Extracted records:
####
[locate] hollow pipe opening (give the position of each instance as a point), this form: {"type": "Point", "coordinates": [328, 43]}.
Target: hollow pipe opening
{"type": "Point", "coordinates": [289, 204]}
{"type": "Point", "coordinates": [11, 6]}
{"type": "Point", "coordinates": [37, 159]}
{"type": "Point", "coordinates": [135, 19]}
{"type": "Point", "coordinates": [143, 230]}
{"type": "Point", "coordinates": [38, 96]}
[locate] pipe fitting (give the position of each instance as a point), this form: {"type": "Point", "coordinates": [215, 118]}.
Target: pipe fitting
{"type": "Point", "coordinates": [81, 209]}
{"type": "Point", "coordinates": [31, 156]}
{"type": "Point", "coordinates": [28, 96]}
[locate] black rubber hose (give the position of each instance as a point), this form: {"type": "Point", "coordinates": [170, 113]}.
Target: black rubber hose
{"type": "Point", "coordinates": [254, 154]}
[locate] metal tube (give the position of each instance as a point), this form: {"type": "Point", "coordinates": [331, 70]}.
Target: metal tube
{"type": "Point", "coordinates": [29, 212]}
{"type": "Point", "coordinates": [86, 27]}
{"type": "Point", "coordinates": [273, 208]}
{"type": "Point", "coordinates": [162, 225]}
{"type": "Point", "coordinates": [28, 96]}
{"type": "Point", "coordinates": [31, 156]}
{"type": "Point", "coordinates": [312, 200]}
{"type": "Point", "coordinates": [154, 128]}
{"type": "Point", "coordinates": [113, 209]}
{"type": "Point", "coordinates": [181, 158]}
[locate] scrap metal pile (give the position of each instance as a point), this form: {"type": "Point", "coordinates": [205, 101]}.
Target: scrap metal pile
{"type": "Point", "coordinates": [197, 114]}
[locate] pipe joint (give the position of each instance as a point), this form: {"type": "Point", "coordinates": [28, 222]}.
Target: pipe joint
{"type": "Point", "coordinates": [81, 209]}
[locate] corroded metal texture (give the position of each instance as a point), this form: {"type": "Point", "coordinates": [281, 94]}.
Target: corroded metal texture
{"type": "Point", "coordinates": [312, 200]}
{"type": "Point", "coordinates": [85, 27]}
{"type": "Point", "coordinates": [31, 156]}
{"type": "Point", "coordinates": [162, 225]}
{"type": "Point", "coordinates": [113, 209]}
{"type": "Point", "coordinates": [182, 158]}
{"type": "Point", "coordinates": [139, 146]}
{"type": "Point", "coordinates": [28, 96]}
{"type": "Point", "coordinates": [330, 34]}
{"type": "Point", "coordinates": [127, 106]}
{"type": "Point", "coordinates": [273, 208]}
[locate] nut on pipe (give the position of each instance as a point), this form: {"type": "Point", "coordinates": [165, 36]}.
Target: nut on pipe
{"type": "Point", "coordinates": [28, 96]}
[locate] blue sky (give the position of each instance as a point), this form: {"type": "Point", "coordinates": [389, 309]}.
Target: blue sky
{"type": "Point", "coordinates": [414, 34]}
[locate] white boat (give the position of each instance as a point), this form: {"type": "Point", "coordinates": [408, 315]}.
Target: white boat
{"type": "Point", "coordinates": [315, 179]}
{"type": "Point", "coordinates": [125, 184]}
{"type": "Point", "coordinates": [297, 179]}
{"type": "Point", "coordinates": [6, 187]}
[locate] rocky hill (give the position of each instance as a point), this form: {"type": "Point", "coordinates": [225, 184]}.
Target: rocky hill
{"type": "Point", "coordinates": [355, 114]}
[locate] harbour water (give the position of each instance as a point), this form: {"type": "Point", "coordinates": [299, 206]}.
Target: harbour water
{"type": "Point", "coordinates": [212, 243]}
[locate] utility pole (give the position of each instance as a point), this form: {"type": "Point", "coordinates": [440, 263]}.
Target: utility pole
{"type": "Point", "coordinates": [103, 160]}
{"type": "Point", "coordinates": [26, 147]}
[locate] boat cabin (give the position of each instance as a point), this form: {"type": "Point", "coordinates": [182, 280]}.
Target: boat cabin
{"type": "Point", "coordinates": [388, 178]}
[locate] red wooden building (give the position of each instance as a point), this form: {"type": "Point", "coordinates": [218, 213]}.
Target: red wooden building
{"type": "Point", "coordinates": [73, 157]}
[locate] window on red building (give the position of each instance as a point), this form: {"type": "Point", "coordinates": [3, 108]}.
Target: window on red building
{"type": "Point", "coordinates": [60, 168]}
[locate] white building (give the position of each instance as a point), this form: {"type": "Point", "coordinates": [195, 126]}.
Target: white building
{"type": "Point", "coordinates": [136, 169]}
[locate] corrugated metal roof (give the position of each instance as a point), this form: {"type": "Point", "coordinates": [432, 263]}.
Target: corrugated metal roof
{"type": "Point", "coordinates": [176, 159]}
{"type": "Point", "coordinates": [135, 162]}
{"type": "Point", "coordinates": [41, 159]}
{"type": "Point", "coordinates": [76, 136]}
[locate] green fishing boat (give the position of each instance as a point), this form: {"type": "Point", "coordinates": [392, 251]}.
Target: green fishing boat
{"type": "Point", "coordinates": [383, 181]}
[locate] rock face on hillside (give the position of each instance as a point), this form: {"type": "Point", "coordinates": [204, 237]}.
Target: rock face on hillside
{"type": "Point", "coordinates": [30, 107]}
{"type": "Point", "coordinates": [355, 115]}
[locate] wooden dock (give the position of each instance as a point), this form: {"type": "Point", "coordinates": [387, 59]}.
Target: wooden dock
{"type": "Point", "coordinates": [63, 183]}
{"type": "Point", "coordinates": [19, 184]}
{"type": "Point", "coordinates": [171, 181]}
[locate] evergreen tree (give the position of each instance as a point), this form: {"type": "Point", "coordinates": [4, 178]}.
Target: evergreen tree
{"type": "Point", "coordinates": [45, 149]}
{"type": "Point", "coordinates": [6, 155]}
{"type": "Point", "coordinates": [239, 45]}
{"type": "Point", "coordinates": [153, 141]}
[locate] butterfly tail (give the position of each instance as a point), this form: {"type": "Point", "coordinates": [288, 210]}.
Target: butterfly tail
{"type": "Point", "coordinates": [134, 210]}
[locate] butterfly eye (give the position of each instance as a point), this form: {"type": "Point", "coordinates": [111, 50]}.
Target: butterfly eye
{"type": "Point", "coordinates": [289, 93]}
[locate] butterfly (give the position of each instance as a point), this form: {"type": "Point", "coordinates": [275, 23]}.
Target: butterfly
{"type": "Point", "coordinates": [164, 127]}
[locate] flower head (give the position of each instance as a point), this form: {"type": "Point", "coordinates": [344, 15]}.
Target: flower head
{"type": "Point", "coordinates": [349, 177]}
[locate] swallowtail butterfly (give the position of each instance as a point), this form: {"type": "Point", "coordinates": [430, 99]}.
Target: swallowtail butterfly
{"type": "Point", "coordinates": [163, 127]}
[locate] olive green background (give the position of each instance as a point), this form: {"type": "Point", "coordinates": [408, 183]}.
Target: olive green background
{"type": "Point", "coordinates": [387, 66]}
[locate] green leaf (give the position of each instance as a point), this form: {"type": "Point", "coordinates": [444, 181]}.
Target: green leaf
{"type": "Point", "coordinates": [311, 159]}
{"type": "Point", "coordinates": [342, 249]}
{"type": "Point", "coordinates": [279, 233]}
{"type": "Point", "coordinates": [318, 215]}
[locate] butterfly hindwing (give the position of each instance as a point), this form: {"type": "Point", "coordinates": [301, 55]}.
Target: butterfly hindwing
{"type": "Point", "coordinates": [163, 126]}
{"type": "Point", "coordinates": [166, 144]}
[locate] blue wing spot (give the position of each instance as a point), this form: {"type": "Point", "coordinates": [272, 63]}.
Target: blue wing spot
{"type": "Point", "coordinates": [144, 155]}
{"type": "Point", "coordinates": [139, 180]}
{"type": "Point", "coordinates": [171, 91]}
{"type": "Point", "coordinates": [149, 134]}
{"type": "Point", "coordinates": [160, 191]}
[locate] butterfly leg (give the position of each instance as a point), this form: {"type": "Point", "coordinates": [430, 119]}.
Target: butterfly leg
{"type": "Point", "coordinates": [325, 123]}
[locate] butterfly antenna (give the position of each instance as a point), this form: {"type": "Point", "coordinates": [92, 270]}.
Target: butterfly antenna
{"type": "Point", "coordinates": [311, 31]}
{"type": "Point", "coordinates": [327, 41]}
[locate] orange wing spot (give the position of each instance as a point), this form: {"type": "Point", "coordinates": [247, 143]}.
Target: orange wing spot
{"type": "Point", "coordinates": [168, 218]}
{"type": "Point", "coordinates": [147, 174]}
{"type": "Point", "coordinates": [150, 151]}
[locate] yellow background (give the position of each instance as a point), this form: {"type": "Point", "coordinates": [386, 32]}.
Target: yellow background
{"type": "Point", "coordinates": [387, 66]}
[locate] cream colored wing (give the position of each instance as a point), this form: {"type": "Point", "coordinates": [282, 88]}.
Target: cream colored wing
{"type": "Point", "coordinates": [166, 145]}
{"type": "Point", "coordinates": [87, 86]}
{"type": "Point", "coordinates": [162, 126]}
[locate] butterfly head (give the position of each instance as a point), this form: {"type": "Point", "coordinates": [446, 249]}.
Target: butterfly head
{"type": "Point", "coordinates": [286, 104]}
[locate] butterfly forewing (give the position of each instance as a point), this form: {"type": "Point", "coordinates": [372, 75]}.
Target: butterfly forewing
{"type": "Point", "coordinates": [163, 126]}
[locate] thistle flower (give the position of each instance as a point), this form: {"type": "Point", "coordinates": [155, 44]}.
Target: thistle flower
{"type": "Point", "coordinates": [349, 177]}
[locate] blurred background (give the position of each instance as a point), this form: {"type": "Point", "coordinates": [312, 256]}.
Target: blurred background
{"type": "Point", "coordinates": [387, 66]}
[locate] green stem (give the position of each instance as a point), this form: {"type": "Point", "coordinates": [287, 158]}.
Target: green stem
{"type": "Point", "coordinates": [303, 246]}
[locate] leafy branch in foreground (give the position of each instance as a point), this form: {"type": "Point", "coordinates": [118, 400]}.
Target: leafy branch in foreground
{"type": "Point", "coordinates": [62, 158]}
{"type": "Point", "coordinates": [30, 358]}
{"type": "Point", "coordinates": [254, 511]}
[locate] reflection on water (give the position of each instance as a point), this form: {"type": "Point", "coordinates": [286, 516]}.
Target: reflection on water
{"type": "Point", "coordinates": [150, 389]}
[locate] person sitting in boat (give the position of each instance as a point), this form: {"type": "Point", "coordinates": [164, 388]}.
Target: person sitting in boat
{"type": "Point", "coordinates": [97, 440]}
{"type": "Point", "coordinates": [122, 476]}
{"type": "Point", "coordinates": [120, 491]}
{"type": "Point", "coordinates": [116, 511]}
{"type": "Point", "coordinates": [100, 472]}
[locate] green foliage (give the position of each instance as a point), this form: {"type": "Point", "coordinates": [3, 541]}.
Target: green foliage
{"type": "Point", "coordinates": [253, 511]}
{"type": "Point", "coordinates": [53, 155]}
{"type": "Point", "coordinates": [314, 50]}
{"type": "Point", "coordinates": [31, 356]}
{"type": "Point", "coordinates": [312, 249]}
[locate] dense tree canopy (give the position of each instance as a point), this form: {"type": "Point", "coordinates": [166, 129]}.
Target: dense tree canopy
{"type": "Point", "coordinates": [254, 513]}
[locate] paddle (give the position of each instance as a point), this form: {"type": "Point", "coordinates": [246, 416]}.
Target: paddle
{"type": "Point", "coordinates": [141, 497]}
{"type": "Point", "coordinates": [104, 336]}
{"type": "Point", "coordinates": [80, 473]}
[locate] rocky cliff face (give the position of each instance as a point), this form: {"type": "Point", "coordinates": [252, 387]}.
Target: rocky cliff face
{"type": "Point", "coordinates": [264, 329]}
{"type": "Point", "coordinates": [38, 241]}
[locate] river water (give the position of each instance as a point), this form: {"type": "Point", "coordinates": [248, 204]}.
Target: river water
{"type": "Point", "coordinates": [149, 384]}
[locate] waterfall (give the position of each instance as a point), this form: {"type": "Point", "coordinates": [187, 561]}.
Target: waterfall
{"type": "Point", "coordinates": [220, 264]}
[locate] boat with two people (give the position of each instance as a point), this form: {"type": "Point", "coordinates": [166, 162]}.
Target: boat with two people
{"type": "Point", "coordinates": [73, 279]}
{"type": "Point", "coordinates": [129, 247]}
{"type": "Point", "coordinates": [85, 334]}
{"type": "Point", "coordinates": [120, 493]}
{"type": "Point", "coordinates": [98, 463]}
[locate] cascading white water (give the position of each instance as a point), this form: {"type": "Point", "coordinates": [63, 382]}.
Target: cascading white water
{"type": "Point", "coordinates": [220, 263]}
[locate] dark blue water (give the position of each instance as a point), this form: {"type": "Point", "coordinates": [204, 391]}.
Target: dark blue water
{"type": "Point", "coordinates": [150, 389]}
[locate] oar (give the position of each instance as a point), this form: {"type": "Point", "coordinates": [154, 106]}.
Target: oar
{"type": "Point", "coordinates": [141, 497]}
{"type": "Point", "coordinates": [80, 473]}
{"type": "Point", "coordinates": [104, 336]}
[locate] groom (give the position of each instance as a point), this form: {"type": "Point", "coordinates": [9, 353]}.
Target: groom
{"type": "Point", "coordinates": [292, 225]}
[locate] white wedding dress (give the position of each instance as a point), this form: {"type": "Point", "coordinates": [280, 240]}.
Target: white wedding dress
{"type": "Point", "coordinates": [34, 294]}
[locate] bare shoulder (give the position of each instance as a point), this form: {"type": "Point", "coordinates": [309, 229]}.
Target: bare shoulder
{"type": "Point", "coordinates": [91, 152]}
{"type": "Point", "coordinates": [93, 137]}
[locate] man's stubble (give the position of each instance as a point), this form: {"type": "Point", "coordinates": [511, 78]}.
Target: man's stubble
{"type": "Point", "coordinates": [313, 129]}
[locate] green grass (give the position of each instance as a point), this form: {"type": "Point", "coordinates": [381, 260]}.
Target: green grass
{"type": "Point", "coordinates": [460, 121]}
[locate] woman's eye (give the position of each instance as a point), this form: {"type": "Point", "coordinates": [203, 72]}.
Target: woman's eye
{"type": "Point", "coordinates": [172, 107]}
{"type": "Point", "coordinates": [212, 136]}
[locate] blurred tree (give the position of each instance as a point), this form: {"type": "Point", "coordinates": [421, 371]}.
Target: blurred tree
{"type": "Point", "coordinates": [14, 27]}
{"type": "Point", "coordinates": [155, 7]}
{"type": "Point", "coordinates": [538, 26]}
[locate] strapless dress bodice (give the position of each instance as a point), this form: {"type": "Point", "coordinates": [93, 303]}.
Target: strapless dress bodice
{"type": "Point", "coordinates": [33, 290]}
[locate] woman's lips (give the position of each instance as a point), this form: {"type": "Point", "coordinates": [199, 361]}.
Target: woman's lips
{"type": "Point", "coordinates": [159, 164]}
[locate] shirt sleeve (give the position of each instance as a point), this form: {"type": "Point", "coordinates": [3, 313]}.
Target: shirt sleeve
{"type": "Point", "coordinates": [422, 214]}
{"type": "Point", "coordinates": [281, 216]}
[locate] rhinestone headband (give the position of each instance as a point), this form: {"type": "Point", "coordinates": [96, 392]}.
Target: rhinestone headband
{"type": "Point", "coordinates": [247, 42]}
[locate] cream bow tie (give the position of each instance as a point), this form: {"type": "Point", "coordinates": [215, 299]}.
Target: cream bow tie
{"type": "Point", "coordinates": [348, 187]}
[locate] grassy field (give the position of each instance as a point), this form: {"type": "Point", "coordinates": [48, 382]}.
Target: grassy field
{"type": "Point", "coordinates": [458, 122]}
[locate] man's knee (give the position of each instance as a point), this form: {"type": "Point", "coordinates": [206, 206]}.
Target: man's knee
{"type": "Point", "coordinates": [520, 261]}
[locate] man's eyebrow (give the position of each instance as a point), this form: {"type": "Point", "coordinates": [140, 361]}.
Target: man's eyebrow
####
Assignment =>
The lines above starting at the one that contains "Target: flower head" and ending at the one that contains "[locate] green leaf" must be transcribed exactly, and no other lines may appear.

Result of the exercise =>
Target: flower head
{"type": "Point", "coordinates": [349, 177]}
[locate] swallowtail butterfly (give the position of each instance as a point), this form: {"type": "Point", "coordinates": [430, 99]}.
Target: swallowtail butterfly
{"type": "Point", "coordinates": [163, 127]}
[locate] olive green background (give the position of each instance as a point), this form: {"type": "Point", "coordinates": [408, 183]}.
Target: olive green background
{"type": "Point", "coordinates": [387, 66]}
[locate] green leaf (give the position of each instance as a point), this form: {"type": "Point", "coordinates": [444, 181]}.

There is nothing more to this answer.